- **PROBLEM**: Copy every one of the records below verbatim, with no changes at all.

___

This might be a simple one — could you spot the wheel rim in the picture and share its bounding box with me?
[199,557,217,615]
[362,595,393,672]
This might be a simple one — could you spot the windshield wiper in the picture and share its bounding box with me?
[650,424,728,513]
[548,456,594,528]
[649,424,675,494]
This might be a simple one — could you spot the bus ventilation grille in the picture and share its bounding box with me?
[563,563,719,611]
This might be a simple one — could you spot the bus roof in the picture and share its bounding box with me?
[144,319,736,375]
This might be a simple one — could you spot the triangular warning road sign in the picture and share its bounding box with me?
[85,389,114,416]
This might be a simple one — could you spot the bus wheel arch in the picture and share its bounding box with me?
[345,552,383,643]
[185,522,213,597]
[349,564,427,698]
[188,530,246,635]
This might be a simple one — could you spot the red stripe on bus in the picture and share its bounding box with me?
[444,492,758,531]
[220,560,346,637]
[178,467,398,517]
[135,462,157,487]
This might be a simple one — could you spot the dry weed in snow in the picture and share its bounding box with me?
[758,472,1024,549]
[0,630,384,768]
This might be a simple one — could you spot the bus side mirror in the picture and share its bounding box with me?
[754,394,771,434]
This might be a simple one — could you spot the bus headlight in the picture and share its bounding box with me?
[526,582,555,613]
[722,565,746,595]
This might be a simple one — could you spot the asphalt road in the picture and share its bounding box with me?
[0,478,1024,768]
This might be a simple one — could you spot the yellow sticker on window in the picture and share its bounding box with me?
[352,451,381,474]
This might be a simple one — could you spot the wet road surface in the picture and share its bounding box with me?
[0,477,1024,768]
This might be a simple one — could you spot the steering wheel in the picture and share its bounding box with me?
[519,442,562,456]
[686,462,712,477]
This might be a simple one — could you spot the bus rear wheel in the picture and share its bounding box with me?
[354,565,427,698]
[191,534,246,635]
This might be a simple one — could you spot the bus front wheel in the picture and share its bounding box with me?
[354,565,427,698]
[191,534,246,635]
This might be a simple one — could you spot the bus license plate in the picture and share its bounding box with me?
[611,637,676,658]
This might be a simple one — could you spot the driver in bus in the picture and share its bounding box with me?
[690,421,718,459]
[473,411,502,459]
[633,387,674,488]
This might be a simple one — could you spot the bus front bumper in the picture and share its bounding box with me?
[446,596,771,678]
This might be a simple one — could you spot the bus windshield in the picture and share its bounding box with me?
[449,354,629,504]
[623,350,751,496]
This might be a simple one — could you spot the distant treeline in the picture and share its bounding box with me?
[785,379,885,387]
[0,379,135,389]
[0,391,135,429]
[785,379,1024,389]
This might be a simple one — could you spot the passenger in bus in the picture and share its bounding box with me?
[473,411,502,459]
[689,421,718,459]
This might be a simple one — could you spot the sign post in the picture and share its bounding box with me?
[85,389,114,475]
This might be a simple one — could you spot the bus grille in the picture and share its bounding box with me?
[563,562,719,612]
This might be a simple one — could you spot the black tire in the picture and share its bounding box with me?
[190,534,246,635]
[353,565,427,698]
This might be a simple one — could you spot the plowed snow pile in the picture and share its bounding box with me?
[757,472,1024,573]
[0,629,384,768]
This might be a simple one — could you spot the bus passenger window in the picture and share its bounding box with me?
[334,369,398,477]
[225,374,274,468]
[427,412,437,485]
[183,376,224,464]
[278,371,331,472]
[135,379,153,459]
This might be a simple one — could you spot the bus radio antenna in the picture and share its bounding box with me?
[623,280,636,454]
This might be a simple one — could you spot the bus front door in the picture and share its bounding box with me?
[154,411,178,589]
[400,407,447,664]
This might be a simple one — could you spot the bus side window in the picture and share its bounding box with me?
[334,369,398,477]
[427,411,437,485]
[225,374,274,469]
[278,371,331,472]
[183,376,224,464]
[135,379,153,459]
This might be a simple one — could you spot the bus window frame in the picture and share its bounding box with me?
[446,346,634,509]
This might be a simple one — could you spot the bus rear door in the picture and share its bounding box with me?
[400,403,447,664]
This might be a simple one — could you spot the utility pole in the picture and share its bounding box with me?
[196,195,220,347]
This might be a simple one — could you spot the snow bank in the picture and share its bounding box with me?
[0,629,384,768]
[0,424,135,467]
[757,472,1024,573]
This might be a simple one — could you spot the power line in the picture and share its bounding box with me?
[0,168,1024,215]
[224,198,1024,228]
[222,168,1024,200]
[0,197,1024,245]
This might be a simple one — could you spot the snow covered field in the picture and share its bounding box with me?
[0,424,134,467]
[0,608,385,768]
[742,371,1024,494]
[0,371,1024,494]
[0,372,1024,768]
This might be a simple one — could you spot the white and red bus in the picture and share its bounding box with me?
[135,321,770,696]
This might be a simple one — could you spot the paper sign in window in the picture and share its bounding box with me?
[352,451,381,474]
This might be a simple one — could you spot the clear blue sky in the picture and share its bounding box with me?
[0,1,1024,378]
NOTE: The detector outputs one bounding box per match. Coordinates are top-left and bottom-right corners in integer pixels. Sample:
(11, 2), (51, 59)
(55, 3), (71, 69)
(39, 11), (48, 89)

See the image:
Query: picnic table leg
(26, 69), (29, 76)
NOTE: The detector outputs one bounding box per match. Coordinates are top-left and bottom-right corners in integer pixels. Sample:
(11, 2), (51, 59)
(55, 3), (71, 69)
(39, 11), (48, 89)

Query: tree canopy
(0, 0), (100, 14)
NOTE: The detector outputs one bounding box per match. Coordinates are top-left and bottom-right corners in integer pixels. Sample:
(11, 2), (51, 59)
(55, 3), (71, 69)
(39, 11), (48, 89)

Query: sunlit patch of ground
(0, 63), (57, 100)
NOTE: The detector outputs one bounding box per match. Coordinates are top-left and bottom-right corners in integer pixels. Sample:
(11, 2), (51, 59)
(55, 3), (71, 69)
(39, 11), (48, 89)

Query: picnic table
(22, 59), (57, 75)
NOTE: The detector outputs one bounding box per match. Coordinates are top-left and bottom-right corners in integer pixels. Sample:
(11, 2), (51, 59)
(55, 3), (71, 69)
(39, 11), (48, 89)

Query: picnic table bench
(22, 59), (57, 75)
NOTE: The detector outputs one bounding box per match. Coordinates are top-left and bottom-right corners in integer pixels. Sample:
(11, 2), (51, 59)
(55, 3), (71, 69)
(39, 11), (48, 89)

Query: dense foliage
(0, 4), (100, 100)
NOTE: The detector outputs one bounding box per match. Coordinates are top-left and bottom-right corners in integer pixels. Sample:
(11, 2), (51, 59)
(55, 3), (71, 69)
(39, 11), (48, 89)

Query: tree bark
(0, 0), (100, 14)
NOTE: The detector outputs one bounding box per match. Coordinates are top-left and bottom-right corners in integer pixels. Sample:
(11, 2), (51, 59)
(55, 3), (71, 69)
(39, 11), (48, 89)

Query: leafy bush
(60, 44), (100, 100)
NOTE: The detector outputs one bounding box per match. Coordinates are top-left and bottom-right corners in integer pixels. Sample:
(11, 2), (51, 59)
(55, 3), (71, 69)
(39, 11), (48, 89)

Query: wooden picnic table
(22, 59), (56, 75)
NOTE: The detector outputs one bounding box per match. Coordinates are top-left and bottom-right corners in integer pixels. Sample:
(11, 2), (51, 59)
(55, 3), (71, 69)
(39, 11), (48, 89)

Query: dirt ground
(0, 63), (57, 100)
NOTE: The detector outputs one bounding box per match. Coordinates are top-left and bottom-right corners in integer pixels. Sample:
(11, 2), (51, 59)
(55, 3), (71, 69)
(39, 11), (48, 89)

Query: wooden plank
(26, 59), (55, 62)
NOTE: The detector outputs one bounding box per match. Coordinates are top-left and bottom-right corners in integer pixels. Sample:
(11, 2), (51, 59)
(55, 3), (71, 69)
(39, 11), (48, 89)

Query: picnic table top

___

- **SOLUTION**:
This might be a simple one — could you spot the wheel rim in the picture and share its bounding box with me?
[199,557,217,615]
[362,595,393,672]
This might be a simple one — could you spot the windshield wiper in the picture and share its bounding box with me?
[650,424,728,513]
[548,456,594,528]
[649,424,675,494]
This might be a simple one — could you spot the bus ventilation grille in the picture and share its bounding box with me?
[563,563,719,611]
This might be a simple one — could you spot the bus roof in the picture and share its bounding box with me?
[144,319,736,375]
This might be a simple one — could you spot the triangular warning road sign in the picture and share its bounding box with me?
[85,389,114,416]
This might be a simple one — could you spot the bus wheel arch in the picture and share its bounding box with me?
[345,552,383,643]
[185,522,213,597]
[349,564,427,698]
[188,530,246,635]
This might be a simple one — could you spot the red stripe on bus in the picture and share its bounding box with me?
[444,492,758,531]
[220,560,346,637]
[178,467,398,517]
[135,462,157,487]
This might be a simple one — could you spot the dry weed in snow in the picture and share its bounding box with me?
[758,472,1024,549]
[0,630,384,768]
This might be a simple one — could you spot the bus side mirror in the picture and share its bounding box with me?
[754,394,771,434]
This might be a simple one — could you spot the bus headlight in the picture and share its bounding box with me?
[526,582,555,613]
[722,565,746,595]
This might be a simple one — could you spot the asphalt road in the picture and share its bounding box with me?
[0,478,1024,768]
This might be a simple one — could you spot the yellow sticker on window in the picture and share its bounding box with me?
[352,451,381,474]
This might be a simple one — could you spot the wet road surface in the picture and share its bounding box with me?
[0,477,1024,768]
This might be a simple one — could you spot the steering wheel in the picture and share its bounding box with me?
[519,442,562,456]
[686,462,712,477]
This might be a simple one — could you spot the bus rear wheel in the picture and share its bounding box with me?
[354,565,427,698]
[191,534,246,635]
This might be a simple one — could you spot the bus front wheel in the picture and share its bounding box with me?
[354,565,427,698]
[191,534,246,635]
This might be a simple one — could you spot the bus license plate in the picture and share its bounding box with me?
[611,637,676,658]
This might be a simple one — could you spot the driver in bus in the picture and share its bounding box with me?
[690,421,718,459]
[473,411,502,459]
[633,387,674,488]
This might be a simple one — could you spot the bus front bumper in the picture and share its bounding box with me?
[446,596,771,678]
This might be a simple one — could you spot the bus windshield in the picture and share its bounding box with me?
[449,354,629,504]
[623,350,751,496]
This might be a simple one — could you spot the distant treeline in the picture and share its bounding box with me?
[785,379,885,387]
[0,379,135,389]
[0,391,135,429]
[785,379,1024,389]
This might be a simple one — could you spot the passenger in bus in the picture and share its bounding box with me?
[473,411,502,459]
[689,421,718,459]
This might be a simple one — could you spot the sign post in the picture and share its bounding box with me?
[85,389,114,475]
This might be a simple one — could you spot the bus grille in the picture and share its bounding box with me?
[563,562,719,612]
This might be a simple one — could you spot the black tire in the picture and share its bounding box with me?
[190,534,246,635]
[353,565,427,698]
This might be a simple one — could you spot the plowed snow pile in the picture and share its bounding box with me?
[757,472,1024,573]
[0,629,384,768]
This might be a simple one — could you spot the bus passenger window in the picture and share its bounding box with me?
[334,369,398,477]
[225,374,274,468]
[427,412,437,485]
[183,376,224,464]
[278,371,331,472]
[135,379,153,459]
This might be a simple one — could you spot the bus radio antenna in the picture and share its bounding box with me?
[623,280,636,454]
This might be a simple one — could you spot the bus front door in the picture and share its bounding box with me?
[154,411,178,589]
[400,407,447,664]
This might be a simple one — could you spot the bus side window in the picture and share its bounding box with me?
[334,369,398,477]
[427,411,437,485]
[225,374,274,469]
[278,371,331,472]
[183,376,224,464]
[135,379,153,459]
This might be a simple one — could you spot the bus window frame in the picture and share its bounding box with me?
[446,346,634,509]
This might be a simple one — could you spot the bus rear door in the picture and share its bounding box with me?
[400,403,447,664]
This might be a simple one — could you spot the utility pole in the picture and share its bounding box with me?
[196,195,220,347]
This might be a simple one — could you spot the snow bank in the picture and share its bounding box with me?
[0,629,384,768]
[0,424,135,467]
[757,472,1024,573]
This might be a simple one — could you spot the power line in the picture and share its bounding box with me?
[0,168,1024,215]
[224,198,1024,228]
[222,168,1024,200]
[0,197,1024,245]
This might be a simple one — could you spot the snow covered field in the picture and share its bounding box with me?
[0,424,134,467]
[0,608,385,768]
[742,371,1024,494]
[0,371,1024,494]
[0,372,1024,768]
This might be a simple one — could you spot the white and red bus in the picture and share its bounding box with me?
[135,321,770,696]
This might be a simple one — could you spot the paper sign in window in the picture and share its bounding box with me?
[352,451,381,474]
This might be a simple one — could you spot the clear blue sky in the picture and share its bounding box with me?
[0,1,1024,378]
NOTE: The detector outputs one bounding box per match. Coordinates are top-left and bottom-right corners in integer pixels. Sample:
(11, 2), (51, 59)
(55, 3), (71, 69)
(39, 11), (48, 89)

See the image:
Query: picnic table leg
(26, 69), (29, 76)
NOTE: The detector outputs one bounding box per match. Coordinates are top-left and bottom-right corners in integer pixels. Sample:
(11, 2), (51, 59)
(55, 3), (71, 69)
(39, 11), (48, 89)

Query: tree canopy
(0, 0), (100, 14)
NOTE: The detector outputs one bounding box per match. Coordinates are top-left and bottom-right corners in integer pixels. Sample:
(11, 2), (51, 59)
(55, 3), (71, 69)
(39, 11), (48, 89)

Query: sunlit patch of ground
(0, 63), (57, 100)
NOTE: The detector outputs one bounding box per match. Coordinates are top-left and bottom-right corners in integer pixels. Sample:
(11, 2), (51, 59)
(55, 3), (71, 69)
(39, 11), (48, 89)

Query: picnic table
(22, 59), (57, 75)
NOTE: The detector outputs one bounding box per match. Coordinates are top-left and bottom-right corners in integer pixels. Sample:
(11, 2), (51, 59)
(55, 3), (71, 69)
(39, 11), (48, 89)

Query: picnic table bench
(22, 59), (57, 75)
NOTE: The detector outputs one bounding box per match. Coordinates are top-left and bottom-right corners in integer pixels. Sample:
(11, 2), (51, 59)
(55, 3), (71, 69)
(39, 11), (48, 89)

Query: dense foliage
(0, 4), (100, 100)
NOTE: The detector outputs one bounding box per match. Coordinates are top-left and bottom-right corners in integer pixels. Sample:
(11, 2), (51, 59)
(55, 3), (71, 69)
(39, 11), (48, 89)

Query: tree bark
(0, 0), (100, 14)
NOTE: The detector outputs one bounding box per match. Coordinates are top-left and bottom-right corners in integer pixels. Sample:
(11, 2), (51, 59)
(55, 3), (71, 69)
(39, 11), (48, 89)

Query: leafy bush
(60, 44), (100, 100)
NOTE: The detector outputs one bounding box per match. Coordinates are top-left and bottom-right corners in integer pixels. Sample:
(11, 2), (51, 59)
(55, 3), (71, 69)
(39, 11), (48, 89)

Query: wooden picnic table
(22, 59), (56, 75)
NOTE: The detector outputs one bounding box per match. Coordinates are top-left and bottom-right corners in integer pixels. Sample:
(11, 2), (51, 59)
(55, 3), (71, 69)
(39, 11), (48, 89)

Query: dirt ground
(0, 63), (57, 100)
NOTE: The detector outputs one bounding box per match. Coordinates are top-left and bottom-right corners in integer pixels. Sample:
(11, 2), (51, 59)
(55, 3), (71, 69)
(39, 11), (48, 89)

Query: wooden plank
(26, 59), (55, 62)
NOTE: The detector outputs one bounding box per match. Coordinates are top-left and bottom-right corners in integer pixels. Sample:
(11, 2), (51, 59)
(55, 3), (71, 69)
(39, 11), (48, 89)

Query: picnic table top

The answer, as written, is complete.